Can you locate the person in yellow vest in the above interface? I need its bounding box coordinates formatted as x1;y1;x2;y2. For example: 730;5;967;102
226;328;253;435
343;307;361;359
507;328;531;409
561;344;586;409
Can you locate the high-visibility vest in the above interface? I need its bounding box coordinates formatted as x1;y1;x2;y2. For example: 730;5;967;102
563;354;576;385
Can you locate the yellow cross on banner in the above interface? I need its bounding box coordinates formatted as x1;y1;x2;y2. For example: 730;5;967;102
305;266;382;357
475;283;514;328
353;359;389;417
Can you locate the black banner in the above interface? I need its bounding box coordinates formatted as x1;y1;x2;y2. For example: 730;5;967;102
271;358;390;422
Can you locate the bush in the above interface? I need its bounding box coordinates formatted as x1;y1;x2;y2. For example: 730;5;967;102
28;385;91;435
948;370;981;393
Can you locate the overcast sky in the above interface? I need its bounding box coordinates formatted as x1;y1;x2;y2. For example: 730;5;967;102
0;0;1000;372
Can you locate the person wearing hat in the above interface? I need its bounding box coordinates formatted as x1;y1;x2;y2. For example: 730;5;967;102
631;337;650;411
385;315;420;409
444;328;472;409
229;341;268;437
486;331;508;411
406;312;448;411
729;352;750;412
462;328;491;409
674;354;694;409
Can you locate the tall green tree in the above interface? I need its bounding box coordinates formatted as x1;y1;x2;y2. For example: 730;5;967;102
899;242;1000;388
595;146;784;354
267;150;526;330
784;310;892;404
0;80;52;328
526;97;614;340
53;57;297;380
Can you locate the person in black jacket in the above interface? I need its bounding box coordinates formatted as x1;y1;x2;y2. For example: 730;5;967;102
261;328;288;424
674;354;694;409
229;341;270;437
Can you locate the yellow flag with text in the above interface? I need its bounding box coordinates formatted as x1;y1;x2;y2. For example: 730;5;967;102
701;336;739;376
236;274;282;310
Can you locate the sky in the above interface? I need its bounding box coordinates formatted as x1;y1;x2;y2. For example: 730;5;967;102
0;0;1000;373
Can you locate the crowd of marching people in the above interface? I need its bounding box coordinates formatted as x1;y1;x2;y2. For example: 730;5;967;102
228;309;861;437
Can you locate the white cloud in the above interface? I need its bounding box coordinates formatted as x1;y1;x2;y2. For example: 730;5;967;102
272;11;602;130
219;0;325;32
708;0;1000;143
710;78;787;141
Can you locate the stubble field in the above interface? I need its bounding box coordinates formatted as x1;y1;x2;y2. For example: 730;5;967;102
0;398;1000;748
════════
TO BE DONE
Count the lines of the records that contain the string "vest", and reply with the number alone.

FINISHED ANSWER
2